STATED PROBLEM => Transcribe everything in the data word for word. Pictures are left out.

____ DATASET ENTRIES

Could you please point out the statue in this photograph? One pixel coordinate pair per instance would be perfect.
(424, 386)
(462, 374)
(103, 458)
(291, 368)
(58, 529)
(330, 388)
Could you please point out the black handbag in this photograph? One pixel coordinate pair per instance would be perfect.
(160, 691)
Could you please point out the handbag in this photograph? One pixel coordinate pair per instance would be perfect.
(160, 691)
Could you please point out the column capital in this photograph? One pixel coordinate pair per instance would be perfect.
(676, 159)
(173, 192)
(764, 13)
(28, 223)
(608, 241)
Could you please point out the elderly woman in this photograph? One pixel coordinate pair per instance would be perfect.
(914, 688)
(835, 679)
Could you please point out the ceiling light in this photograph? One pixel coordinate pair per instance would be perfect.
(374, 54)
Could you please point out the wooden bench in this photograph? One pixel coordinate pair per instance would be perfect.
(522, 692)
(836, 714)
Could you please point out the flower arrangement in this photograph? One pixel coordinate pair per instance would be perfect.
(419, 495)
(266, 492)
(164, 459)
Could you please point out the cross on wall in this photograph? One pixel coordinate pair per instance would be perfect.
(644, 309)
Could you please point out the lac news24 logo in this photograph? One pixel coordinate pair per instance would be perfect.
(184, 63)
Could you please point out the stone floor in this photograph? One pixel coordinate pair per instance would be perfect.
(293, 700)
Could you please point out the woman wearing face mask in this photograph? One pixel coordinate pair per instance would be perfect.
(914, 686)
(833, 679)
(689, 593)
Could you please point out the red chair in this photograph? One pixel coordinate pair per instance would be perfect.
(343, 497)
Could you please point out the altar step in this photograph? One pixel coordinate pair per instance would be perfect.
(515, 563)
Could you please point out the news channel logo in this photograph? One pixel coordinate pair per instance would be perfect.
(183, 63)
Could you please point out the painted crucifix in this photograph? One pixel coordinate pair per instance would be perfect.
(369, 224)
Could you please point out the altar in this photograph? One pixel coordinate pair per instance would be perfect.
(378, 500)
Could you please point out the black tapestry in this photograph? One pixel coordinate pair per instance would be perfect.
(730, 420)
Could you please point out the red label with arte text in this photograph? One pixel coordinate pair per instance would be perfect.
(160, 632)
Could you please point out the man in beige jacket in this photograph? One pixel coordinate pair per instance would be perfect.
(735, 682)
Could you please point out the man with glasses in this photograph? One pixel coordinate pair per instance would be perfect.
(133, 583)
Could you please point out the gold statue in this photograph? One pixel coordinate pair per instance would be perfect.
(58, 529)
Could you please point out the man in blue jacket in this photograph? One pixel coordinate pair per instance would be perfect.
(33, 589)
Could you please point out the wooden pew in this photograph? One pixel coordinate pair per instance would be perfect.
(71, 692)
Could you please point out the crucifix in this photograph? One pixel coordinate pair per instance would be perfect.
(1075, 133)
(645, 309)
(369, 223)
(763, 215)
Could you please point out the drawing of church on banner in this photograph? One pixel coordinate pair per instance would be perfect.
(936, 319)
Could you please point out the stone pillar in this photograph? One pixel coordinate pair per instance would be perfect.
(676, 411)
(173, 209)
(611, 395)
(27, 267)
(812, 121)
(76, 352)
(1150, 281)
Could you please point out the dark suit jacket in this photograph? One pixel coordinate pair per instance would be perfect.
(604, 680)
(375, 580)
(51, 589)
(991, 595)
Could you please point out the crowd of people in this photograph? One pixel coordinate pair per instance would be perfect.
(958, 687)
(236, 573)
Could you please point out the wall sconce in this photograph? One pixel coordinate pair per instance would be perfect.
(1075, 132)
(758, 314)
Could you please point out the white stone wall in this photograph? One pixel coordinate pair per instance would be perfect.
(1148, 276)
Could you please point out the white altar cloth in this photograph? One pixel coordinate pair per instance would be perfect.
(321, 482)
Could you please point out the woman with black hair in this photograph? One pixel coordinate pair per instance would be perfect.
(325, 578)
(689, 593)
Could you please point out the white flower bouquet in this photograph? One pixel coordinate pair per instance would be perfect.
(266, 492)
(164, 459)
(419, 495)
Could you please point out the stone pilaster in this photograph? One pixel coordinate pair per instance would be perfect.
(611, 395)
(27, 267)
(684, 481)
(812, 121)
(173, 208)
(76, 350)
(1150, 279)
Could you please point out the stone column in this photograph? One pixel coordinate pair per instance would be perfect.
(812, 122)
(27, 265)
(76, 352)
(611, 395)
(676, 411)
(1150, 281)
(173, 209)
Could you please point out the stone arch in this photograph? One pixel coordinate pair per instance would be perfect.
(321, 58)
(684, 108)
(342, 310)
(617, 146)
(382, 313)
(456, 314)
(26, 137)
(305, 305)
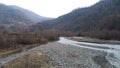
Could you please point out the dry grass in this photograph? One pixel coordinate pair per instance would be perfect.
(90, 40)
(34, 60)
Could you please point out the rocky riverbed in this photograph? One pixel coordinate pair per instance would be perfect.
(67, 55)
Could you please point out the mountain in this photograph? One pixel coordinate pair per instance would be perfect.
(100, 20)
(15, 18)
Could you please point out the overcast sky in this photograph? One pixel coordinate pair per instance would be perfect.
(50, 8)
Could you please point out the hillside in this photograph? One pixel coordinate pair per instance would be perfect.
(100, 20)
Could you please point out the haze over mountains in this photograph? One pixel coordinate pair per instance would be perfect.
(14, 17)
(99, 20)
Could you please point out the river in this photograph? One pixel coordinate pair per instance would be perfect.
(113, 51)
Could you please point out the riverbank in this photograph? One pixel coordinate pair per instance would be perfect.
(93, 40)
(67, 54)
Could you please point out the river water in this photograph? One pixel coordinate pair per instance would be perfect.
(113, 51)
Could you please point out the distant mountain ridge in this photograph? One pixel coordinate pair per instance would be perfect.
(101, 19)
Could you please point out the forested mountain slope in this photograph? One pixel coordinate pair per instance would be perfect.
(102, 18)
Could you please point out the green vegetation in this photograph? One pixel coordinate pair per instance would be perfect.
(34, 60)
(101, 20)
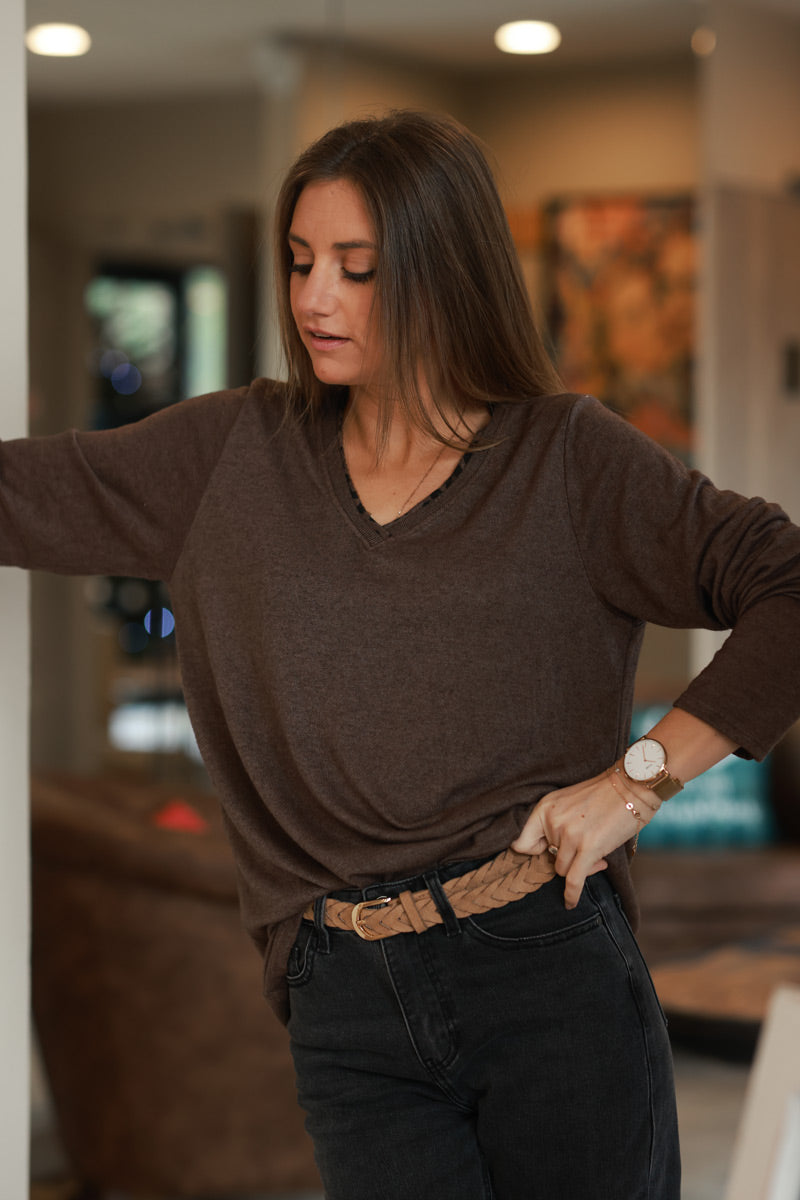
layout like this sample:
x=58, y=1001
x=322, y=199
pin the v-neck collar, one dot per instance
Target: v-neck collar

________

CORRECT ANSWER =>
Could you please point out the statue in this photograph? One pixel coordinate pair per instance would be perfect.
(424, 386)
(462, 374)
(103, 458)
(291, 368)
(58, 529)
(330, 388)
Could you please point out the black handbag in this photograph? One pixel coordinate pair per instance would be perfect.
(160, 691)
Could you please point out the handbag in this photograph? One pixel coordinate pair per instance would be perfect.
(160, 691)
Could you please point out the column capital in this photograph? One pixel coordinate pair per instance would be perfect.
(676, 159)
(173, 192)
(764, 13)
(28, 223)
(608, 241)
Could you please point out the elderly woman in this photograph? One pixel coordinate pair per instance would be perfect.
(914, 688)
(835, 679)
Could you please point out the ceiling light in this photograph? One pixel coordinate pair per instance would be perfect.
(374, 54)
Could you please point out the wooden bench in this photograph? One pixel coordinate pair per instance would be perfect.
(522, 692)
(836, 714)
Could you please point out the flower arrangement in this photograph? One pixel coordinate pair per instance would be perfect.
(419, 495)
(266, 492)
(164, 459)
Could you please point out the cross on wall in this photograph? One pixel coordinate pair per instance would be perfect.
(644, 309)
Could you please point out the lac news24 logo in this photograph? One pixel coordinate pair per instance would be perfect.
(184, 63)
Could you please point out the stone floor in this photograph? One pixel coordinate pair per instance would be perfect.
(293, 700)
Could you please point out the woman wearing face mask in this photograph? One pixel coordinate pair per instance would be perfect.
(914, 686)
(833, 679)
(689, 593)
Could you please point out the red chair in this photograph? One pixel coordinate pair per instance would be perfect.
(343, 497)
Could you please point out the altar step in this photograph? One pixel coordinate pair per instance would be perfect.
(515, 563)
Could you please point out the news channel logo in this photograph? One pixel coordinate pair per instance would be perfect.
(183, 63)
Could you please point out the painted crucifix in this photograph? One pixel coordinate pair per instance would be perfect.
(369, 224)
Could you please point out the altar in this photograph? One pixel coordinate pair per instance would be perfect.
(378, 500)
Could you please point out the black tapestry in this photograph? One pixel coordinate pair per instance would be perfect.
(730, 420)
Could you please point out the red label with arte text in this photograph? One pixel coordinate pair per instance would be perfect.
(160, 632)
Could you please point out the man in beige jacket in this photograph? One pixel coordinate pair per instance would be perfect.
(735, 682)
Could you please point out the man with glasses in this photograph? One pixel coordinate pair per instance would be perfect.
(133, 583)
Could you please point out the gold statue in this photograph? One pixel coordinate pair per instance would be perfect.
(58, 529)
Could you please point out the man in blue jacket in this photograph? One pixel coordinate pair per instance would be perfect.
(33, 589)
Could you please point out the wooden pew in this photograph? One pixel coordinate pair per instance would be perfect.
(71, 692)
Could you please point out the crucifix in this photograph? One pixel coordinate pair per instance would be perfect.
(1075, 133)
(645, 309)
(369, 223)
(763, 215)
Could you please point out the drawing of church on banner in this photograph? One pixel coordinate pair per instance would be perfect.
(936, 319)
Could you please point out the stone pillar in this photograph? One pixel coordinate pair per instance would be perfect.
(676, 411)
(173, 209)
(611, 395)
(27, 267)
(812, 121)
(76, 352)
(1150, 281)
Could you please point out the dark suit jacket in this photograph? One pixel coordinate pair per instance would be perfect.
(604, 680)
(375, 580)
(51, 589)
(991, 595)
Could you please point out the crowd of people in this photograph? One pixel coordinate pair per instance would be perfect.
(958, 687)
(236, 573)
Could you please point out the wall sconce in this photograph? One pixel coordinate pair per instance would be perfect.
(1075, 132)
(758, 314)
Could you please point out the white stone wall in this photograph? One pixel coordinate pair per instance would be perfect.
(1148, 276)
Could you please point out the white altar cloth in this photograph? One pixel coordinate pair per instance would be perfect.
(321, 482)
Could you please point out the woman with black hair in this photograph? One pixel coordinate pair per instance would be perfect.
(325, 578)
(689, 593)
Could you please point out the white flower bouquet in this photograph? One pixel coordinate pair per instance would be perfect.
(266, 492)
(164, 459)
(419, 495)
Could you please point out the stone pilaster in this photograph? One pixel coordinate pair per instance would be perfect.
(611, 395)
(27, 267)
(684, 481)
(812, 121)
(173, 208)
(76, 350)
(1150, 279)
Could you please point out the stone column in this photograph? One pixel coordinate pair per instance would be perfect.
(812, 122)
(27, 265)
(76, 352)
(611, 395)
(676, 411)
(1150, 281)
(173, 209)
Could you please point out the stone arch in this photograph? One pixel coordinate pair per instance would be perfect.
(321, 58)
(684, 108)
(342, 310)
(617, 146)
(382, 313)
(456, 314)
(26, 137)
(305, 305)
Could you please point out the dry grass in this photograph? One pixel coordinate pair per instance would be perfect.
(90, 40)
(34, 60)
Could you please point out the rocky riverbed in this photograph? One pixel coordinate pair per instance would be perfect.
(67, 55)
Could you please point out the mountain in this photograph? One pixel coordinate pair per instance would be perfect.
(100, 20)
(15, 18)
Could you please point out the overcast sky in this photograph? One pixel coordinate pair per instance would be perfect.
(50, 8)
Could you please point out the hillside in this photograph? One pixel coordinate pair per instance would be perfect.
(100, 20)
Could you please point out the haze over mountains in this photograph? One pixel coordinate pair per instance would be perfect.
(14, 17)
(99, 20)
Could you please point out the river in this photograph? One pixel coordinate pair per instance would be perfect.
(113, 51)
Could you please point out the riverbank in this photograph? One pixel coordinate pair per instance would be perfect.
(93, 40)
(67, 54)
Could you please point out the river water in this photograph? One pixel coordinate pair per instance would be perfect.
(113, 51)
Could you please point out the distant mountain ridge in this photograph? One pixel coordinate pair per instance would be perfect.
(101, 19)
Could you please point out the forested mountain slope in this photograph? One pixel coordinate pair per instance would be perfect.
(102, 18)
Could you please point out the green vegetation in this photograph? One pixel coordinate pair per instance would be perfect.
(34, 60)
(101, 20)
layout like this sample:
x=58, y=1001
x=322, y=199
pin the v-neck collar, one dot per instance
Target: v-neck collar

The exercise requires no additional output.